-- Consegna dell'esercizio --
Trascriva dal brano sulla rigenerazione delle città il passo che inizia con le parole "Quattro di quei" e termina dopo le parole "anonime e inquinate.".

-- Estratto del documento --
* * * * *

🌍 Rifacciamo le città
Il colore verde #30 | Visualizza nel browser | Iscriviti
Rifacciamo le città
Un dettaglio di un'illustrazione di Bruce McCall, usato nella copertina del New Yorker del 27 agosto 2012
Il lockdown n°2 ha bloccato di nuovo molte città italiane. Se nel primo siamo stati colti alla sprovvista, non dobbiamo sprecare questo nuovo intervallo spazio-temporale. Le vie sono vuote, il polverone quotidiano si sta posando: guarda fuori dalla finestra e dimmi, la tua città è pronta al futuro? Soprattutto, quale futuro ci aspetta?
Il dubbio mi frulla in testa da una settimana. Ero a Torino lo scorso weekend, camminavo tra i banchi del grande mercato di Porta Palazzo e ho scoperto una cosa: una storica edicole-chiosco della piazza ha chiuso. Al suo posto, nella stessa struttura ottagonale, una “Portineria di quartiere”: ritirano pacchi, consegnano la spesa, tengono le chiavi, consigliano idraulici, offrono lavoretti a chi ha bisogno. Ma organizzano anche eventi culturali, condividono il wifi e prestano libri. Bellissimo.
La “Portineria di quartiere” c’entra con il clima, di cui tanto parlo in questa newsletter? No. Ma è legata indissolubilmente ai concetti di sostenibilità, del riuso, della circolarità. Il benessere condiviso con chi ci circonda e ciò che ci circonda. La cultura nuova che vogliamo costruire un mattoncino alla volta.
Nello stesso weekend, una lettrice de Il colore verde ha innescato una nuova scintilla. Silvia (grazie!) mi ha raccontato di Bottom Up!, festival di architettura dedicato alla “rigenerazione urbana dal basso”, che si è appena concluso proprio a Torino. Il festival ha aiutato a lanciare 12 progetti per ripensare quartieri o aree della città piemontese. Luoghi abbandonati, rovinati, mal utilizzati. Ogni progetto ha avuto una raccolta fondi online: alla fine del percorso sono arrivati più di 60.000 euro (qui la pagina con tutti i numeri).
Quattro di quei progetti hanno raggiunto la somma sperata. Altri sono fermi qualche passo indietro. Non te li voglio raccontare per il loro successo, ma perché in qualsiasi città alcuni di progetti potrebbero essere replicati o riadattati. Rammendi per periferie e centri sfilacciati. Perché non necessariamente il futuro è fatto di città sporche, anonime e inquinate.
La scuola d’infanzia comunale Marc Chagall nella zona multietnica di Aurora sta riqualificando il suo “Cortile mondo”, un giardino di scoperta che sembra un universo in miniatura. Un posto dove imparare a conoscere gli altri e la natura (e «a fare le nuvole», come loro scrivono in una mappa del cortile che verrà).
“Corti.lì” – già il nome è una speranza – vuole valorizzare i “cortili alberati” che Torino nasconde. “Hear me”, invece, vorrebbe creare un centro di ascolto in uno spazio verde su cui affacciano due diverse strutture psichiatriche. La Casa del quartiere di San Salvario vuole far tettoie alberate a chilometro zero e il circolo circolo Risorgimento una struttura per coprire la zona esterna e ospitare attività e laboratori.

* * * * *

-- Righe elencate --

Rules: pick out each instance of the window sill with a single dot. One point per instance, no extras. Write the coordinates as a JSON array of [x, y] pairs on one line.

* * * * *

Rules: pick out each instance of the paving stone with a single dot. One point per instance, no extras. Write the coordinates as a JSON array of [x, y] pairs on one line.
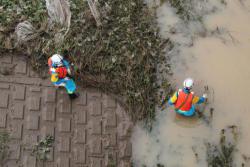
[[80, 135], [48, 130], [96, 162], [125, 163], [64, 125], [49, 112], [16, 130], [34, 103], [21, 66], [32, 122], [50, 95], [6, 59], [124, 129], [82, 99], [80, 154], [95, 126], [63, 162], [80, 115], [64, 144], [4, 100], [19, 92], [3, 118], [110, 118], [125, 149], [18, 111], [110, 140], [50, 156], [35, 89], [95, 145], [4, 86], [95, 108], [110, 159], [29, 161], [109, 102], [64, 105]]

* * * * *

-- Risposta all'esercizio --
Quattro di quei progetti hanno raggiunto la somma sperata. Altri sono fermi qualche passo indietro. Non te li voglio raccontare per il loro successo, ma perché in qualsiasi città alcuni di progetti potrebbero essere replicati o riadattati. Rammendi per periferie e centri sfilacciati. Perché non necessariamente il futuro è fatto di città sporche, anonime e inquinate.